Rewrite the lines below as a Markdown table with the columns "Row" and "Text", starting at the line that contains "Point to the ear." and ending at the last line, and omit any blank lines. Number the rows in order in the "Row" column and put each line in the "Text" column.
———
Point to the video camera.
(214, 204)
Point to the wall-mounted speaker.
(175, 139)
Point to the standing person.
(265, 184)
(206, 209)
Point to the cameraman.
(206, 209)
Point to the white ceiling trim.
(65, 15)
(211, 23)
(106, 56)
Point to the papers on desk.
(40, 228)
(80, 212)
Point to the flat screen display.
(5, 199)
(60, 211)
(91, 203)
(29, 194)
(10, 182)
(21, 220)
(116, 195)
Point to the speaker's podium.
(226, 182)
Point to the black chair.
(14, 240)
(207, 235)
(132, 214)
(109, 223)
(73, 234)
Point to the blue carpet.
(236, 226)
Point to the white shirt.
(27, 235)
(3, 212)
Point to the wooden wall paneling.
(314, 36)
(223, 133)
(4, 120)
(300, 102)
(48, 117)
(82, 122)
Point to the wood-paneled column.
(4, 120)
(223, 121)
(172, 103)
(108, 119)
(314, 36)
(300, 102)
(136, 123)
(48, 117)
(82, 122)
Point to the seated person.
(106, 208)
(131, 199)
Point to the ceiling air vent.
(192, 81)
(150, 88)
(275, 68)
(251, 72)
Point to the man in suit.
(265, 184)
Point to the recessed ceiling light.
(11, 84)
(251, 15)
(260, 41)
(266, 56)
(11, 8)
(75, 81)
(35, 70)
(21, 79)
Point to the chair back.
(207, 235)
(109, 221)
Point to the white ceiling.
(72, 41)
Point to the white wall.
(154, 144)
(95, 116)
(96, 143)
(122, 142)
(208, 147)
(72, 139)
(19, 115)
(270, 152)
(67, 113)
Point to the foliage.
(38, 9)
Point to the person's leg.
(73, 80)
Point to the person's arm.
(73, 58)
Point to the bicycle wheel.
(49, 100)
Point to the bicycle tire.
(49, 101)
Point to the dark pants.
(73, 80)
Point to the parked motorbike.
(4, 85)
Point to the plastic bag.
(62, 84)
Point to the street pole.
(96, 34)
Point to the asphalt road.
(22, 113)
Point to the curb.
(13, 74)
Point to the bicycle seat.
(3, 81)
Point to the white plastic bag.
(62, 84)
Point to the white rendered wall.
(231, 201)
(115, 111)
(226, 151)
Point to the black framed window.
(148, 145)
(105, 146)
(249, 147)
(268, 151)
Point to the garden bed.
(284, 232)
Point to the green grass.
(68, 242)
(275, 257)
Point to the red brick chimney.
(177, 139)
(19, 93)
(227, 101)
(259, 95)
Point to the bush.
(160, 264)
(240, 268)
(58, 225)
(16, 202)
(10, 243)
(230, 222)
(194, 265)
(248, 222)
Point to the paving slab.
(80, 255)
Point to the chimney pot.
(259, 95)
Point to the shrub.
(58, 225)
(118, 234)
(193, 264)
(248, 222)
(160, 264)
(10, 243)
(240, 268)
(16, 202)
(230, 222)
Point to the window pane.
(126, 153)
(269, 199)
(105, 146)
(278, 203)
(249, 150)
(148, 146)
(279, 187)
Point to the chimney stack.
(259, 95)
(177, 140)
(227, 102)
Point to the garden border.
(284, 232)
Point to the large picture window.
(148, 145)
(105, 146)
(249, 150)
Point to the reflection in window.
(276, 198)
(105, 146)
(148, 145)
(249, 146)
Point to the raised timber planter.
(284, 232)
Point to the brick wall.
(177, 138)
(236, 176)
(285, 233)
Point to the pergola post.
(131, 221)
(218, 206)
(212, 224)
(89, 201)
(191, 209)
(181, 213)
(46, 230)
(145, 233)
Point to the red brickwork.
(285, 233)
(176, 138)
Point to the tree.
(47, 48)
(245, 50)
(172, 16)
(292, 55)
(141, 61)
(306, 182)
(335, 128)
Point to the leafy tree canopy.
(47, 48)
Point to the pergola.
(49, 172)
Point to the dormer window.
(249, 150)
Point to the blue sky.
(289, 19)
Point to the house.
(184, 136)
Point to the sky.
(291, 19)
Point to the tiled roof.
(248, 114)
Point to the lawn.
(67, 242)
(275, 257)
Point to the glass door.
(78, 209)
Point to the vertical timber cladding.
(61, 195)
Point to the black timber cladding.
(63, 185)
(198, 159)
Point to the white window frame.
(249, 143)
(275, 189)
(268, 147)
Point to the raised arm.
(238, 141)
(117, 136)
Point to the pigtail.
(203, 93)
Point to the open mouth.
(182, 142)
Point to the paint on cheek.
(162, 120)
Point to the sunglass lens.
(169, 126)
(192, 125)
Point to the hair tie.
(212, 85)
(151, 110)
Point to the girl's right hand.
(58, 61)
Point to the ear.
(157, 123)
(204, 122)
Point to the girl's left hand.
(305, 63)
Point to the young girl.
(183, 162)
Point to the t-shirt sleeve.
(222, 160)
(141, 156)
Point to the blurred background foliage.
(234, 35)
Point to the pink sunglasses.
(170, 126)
———
# [Answer]
| Row | Text |
|---|---|
| 1 | Point to the ear. |
| 2 | (157, 123) |
| 3 | (204, 122) |
| 4 | Point to the girl's left hand. |
| 5 | (305, 63) |
| 6 | Point to the young girl. |
| 7 | (183, 162) |
| 8 | Point to the t-shirt sleeve. |
| 9 | (222, 160) |
| 10 | (141, 156) |
| 11 | Point to the blurred background foliage. |
| 12 | (234, 35) |
| 13 | Point to the pink sunglasses. |
| 14 | (170, 126) |